WHAT IS NEEDED: Please rewrite the entries below, changing "dark shirt" to "navy shirt" and keeping everything else the same. Leave the pictures out.

-- START AVAILABLE DATA --

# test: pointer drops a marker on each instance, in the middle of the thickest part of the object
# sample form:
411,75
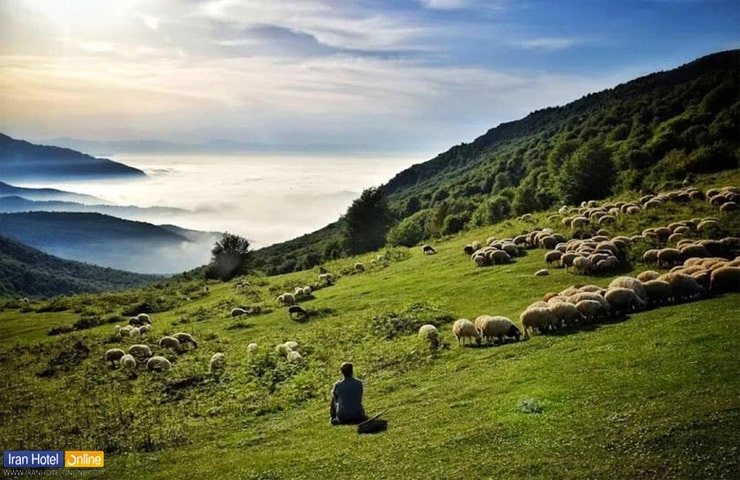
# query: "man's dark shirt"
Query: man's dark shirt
347,395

-- END AVAILABLE DATA --

EXPECTED ANSWER:
# test: pointer drops a marker on each instance, in the middle of the thickest part of the object
# sample form:
411,75
# query: "man's navy shirt"
Query: man's navy shirt
347,395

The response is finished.